Trying to think long-term in a short-term world

August 12, 2011

A summer getaway led me to miss the press screenings of “Cowboys & Aliens,” “The Change-Up” and “Rise of the Planet of the Apes.” (I guess I don’t think of it as a vacation because I associate that word with paid time off, no longer an option.)

So I took myself and my wife to the movies last weekend to see the latter two (since the former seemed like such a lumbering dud just from the trailers).

As it happened, it was opening weekend for both films – but “Apes” sailed into the weekend with 80-plus percent positive rating from Rotten Tomatoes, while “Change-Up” could only manage a positive rating in the low 20s. Opposite ends of the spectrum, if you will.

And, as is often the case, I found both verdicts incomplete. “Rise” was fun, to be sure, with a self-assured and straightforward performance by James Franco. Yes, Andy Serkis’ motion-capture performance as the rather tall chimp named Caesar is impressive; on the other hand, there’s never a moment when you’re not aware that you’re watching a computer-generated image. And isn’t that supposed to be the point – that it’s so photorealistic that you can’t see the seams? There are seams a’plenty in these visuals.

[WORK ITEM]
From the movie review, extract the passage that opens with the words containing "A summer getaway" and closes with "from the trailers).". The listing below is separate material with no connection to the movie review.

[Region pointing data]
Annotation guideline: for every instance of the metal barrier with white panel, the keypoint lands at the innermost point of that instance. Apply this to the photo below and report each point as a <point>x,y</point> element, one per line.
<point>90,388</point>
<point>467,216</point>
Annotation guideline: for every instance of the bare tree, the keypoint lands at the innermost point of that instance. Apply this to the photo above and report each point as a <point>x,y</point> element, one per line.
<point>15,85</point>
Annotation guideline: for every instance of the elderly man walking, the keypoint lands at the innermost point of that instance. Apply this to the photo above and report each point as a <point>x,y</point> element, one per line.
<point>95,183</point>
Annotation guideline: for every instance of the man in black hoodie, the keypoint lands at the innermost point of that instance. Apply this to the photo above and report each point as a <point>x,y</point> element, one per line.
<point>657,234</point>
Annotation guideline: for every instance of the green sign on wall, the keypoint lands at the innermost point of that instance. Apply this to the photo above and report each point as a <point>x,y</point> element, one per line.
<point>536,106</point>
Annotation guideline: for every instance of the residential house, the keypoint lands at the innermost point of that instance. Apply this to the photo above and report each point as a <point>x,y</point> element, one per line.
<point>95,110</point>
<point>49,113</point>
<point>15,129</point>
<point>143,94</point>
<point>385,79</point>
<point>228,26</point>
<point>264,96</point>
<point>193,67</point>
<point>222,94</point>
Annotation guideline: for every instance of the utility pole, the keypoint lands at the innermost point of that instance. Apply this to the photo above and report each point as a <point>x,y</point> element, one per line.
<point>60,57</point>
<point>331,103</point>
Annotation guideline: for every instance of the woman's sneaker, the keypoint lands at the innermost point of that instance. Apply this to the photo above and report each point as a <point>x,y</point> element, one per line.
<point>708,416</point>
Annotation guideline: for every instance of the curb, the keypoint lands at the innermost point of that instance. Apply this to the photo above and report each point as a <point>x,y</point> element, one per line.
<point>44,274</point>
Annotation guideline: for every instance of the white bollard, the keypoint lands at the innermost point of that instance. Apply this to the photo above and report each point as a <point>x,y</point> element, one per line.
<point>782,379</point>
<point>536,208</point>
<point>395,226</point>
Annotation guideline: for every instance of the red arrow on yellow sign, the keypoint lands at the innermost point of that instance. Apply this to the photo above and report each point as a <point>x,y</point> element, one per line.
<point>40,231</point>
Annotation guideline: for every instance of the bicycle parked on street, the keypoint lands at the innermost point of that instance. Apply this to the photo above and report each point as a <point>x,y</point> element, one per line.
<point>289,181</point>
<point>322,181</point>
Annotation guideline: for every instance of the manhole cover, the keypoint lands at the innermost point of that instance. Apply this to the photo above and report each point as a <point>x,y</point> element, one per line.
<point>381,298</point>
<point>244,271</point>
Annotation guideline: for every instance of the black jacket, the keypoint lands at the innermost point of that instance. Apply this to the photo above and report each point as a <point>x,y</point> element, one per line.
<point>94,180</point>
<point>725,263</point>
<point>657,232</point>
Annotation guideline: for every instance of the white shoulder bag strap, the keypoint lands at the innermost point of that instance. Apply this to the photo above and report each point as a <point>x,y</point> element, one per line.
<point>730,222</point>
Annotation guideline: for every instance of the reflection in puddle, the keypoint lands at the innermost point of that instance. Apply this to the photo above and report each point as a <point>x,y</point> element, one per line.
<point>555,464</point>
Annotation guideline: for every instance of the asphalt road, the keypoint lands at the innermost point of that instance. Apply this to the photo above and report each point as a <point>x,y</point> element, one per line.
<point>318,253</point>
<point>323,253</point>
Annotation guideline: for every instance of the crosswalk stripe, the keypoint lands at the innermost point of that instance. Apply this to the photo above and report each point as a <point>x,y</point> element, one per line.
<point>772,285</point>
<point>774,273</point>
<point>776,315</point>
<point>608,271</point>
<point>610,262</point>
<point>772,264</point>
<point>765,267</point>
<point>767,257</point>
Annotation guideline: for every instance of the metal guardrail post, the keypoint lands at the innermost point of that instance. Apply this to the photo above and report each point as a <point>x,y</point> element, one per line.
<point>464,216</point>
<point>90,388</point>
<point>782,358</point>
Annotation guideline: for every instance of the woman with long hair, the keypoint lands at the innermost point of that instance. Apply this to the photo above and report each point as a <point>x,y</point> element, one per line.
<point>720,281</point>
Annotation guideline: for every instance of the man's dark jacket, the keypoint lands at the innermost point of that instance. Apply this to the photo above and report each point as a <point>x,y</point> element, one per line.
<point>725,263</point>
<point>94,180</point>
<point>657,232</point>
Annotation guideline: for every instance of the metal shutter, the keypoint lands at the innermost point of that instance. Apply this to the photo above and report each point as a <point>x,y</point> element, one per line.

[SOLUTION]
A summer getaway led me to miss the press screenings of “Cowboys & Aliens,” “The Change-Up” and “Rise of the Planet of the Apes.” (I guess I don’t think of it as a vacation because I associate that word with paid time off, no longer an option.)

So I took myself and my wife to the movies last weekend to see the latter two (since the former seemed like such a lumbering dud just from the trailers).